[INSTRUCTIONS TO FOLLOW]: Pull out the stretch of lines from the start of the lines through the line that contains "0 35 L 0 41", both ends included, and reproduce it verbatim.

[RECORDS FOR PROCESSING]:
--- start ---

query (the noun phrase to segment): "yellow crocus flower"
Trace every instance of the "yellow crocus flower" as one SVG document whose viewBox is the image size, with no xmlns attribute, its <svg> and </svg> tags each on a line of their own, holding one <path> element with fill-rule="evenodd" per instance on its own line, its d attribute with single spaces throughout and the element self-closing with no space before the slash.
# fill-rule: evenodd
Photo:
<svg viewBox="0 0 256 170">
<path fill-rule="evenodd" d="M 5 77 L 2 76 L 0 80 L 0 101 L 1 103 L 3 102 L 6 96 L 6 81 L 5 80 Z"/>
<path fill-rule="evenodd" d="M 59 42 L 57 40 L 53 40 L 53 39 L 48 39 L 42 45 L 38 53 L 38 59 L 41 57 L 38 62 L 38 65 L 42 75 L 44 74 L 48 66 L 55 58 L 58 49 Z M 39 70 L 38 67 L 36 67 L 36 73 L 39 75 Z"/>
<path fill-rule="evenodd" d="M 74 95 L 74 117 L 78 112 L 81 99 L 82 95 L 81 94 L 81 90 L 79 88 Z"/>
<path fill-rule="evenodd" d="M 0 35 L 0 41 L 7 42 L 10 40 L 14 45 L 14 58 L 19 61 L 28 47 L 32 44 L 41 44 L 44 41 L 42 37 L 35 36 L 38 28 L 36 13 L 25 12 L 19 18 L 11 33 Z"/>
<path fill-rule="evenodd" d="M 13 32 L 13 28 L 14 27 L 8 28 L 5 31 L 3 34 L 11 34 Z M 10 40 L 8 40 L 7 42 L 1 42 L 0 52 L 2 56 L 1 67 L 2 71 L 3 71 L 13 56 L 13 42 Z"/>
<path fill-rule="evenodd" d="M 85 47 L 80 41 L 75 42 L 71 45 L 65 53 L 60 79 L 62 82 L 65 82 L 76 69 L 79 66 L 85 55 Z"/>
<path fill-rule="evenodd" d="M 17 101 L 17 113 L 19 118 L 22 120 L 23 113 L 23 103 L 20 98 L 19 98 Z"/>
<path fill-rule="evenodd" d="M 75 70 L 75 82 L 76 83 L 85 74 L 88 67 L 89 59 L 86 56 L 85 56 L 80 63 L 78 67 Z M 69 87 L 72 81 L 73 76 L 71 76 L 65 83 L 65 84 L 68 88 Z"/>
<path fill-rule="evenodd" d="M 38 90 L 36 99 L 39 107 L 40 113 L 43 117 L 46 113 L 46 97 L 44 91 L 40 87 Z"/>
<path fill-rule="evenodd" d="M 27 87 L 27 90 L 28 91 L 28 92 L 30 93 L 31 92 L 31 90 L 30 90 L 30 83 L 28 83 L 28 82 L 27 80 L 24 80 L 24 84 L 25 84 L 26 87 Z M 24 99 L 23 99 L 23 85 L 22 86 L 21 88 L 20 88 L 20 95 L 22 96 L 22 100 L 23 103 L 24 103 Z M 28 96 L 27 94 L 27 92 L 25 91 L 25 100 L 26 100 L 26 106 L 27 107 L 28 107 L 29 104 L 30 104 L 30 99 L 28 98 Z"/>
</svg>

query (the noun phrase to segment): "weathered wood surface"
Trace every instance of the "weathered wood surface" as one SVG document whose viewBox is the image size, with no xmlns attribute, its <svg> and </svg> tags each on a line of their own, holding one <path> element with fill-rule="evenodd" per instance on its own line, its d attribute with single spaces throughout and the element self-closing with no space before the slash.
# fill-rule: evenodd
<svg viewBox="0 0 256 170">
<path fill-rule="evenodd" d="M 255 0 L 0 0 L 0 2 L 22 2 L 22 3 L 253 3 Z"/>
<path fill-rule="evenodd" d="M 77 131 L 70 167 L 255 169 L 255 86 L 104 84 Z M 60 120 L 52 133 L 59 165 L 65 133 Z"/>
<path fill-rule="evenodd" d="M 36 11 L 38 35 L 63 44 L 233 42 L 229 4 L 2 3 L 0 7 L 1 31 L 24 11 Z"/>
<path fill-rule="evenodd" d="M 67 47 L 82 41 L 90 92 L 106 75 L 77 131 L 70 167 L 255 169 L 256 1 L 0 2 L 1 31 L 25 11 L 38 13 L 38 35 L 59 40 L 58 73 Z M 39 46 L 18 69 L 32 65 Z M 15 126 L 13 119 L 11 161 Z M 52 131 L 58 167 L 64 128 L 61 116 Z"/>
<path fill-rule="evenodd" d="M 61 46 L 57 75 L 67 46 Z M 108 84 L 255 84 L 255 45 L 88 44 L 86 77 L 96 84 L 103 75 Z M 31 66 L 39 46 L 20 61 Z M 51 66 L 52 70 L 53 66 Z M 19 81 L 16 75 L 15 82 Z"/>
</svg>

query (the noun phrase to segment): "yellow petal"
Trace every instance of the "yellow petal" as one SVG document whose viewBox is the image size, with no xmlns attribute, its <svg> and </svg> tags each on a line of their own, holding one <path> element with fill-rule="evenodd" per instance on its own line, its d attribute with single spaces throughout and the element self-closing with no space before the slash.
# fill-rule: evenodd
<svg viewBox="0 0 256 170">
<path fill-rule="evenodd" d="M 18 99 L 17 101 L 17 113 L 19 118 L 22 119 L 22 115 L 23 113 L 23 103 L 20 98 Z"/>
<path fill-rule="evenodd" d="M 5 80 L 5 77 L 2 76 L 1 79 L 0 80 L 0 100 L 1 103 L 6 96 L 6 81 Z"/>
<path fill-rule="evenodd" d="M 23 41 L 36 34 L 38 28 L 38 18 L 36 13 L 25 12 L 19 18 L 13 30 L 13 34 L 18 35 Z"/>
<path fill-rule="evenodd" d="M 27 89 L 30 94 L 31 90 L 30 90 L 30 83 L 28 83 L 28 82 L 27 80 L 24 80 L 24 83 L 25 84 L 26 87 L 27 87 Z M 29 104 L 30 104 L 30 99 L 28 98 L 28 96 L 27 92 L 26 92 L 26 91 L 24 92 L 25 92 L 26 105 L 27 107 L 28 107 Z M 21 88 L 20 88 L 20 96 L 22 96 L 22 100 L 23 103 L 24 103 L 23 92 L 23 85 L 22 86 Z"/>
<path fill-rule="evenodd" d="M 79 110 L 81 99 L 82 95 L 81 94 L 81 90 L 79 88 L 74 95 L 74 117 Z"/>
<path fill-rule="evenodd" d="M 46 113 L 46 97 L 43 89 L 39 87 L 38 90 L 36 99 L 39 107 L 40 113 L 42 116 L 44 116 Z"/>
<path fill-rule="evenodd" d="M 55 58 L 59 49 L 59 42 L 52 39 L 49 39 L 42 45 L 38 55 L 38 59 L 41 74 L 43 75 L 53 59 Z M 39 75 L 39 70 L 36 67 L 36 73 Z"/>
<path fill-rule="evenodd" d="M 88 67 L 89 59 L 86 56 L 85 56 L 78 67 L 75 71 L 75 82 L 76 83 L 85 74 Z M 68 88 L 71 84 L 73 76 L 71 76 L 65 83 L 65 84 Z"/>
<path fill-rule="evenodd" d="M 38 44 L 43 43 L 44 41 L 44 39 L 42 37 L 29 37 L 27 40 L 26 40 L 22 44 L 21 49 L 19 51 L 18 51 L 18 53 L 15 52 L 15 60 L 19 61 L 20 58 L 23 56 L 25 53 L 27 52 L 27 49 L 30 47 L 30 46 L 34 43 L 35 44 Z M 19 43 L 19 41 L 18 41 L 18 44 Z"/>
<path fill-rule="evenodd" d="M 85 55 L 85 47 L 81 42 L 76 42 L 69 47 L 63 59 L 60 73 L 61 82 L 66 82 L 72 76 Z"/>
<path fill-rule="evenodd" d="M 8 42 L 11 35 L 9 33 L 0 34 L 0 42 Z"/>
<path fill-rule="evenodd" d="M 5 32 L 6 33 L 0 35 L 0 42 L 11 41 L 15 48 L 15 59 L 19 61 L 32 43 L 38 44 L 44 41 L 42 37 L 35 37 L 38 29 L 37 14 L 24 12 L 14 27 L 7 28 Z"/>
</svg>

--- end ---

[OUTPUT FOR THIS TASK]:
query (the noun phrase to segment): "yellow crocus flower"
Trace every instance of the "yellow crocus flower" as one SVG document whose viewBox is the image size, with no xmlns attribute, its <svg> and </svg> tags each on a line of their own, holding one <path> element with fill-rule="evenodd" per instance on its own line, its d attribute with single spaces throughout and the element self-closing with no space before the slash.
# fill-rule: evenodd
Photo:
<svg viewBox="0 0 256 170">
<path fill-rule="evenodd" d="M 5 77 L 2 76 L 0 80 L 0 101 L 1 103 L 3 102 L 6 96 L 6 81 L 5 80 Z"/>
<path fill-rule="evenodd" d="M 59 42 L 57 40 L 53 40 L 53 39 L 48 39 L 42 45 L 38 53 L 38 59 L 41 57 L 38 62 L 38 65 L 42 75 L 44 74 L 48 66 L 55 58 L 58 49 Z M 39 70 L 38 67 L 36 67 L 36 73 L 39 75 Z"/>
<path fill-rule="evenodd" d="M 74 95 L 74 117 L 78 112 L 81 99 L 82 95 L 81 94 L 81 90 L 79 88 Z"/>
<path fill-rule="evenodd" d="M 0 35 L 0 41 L 7 42 L 10 40 L 14 45 L 14 58 L 19 61 L 28 47 L 32 44 L 41 44 L 44 41 L 42 37 L 35 36 L 38 28 L 36 13 L 25 12 L 19 18 L 11 33 Z"/>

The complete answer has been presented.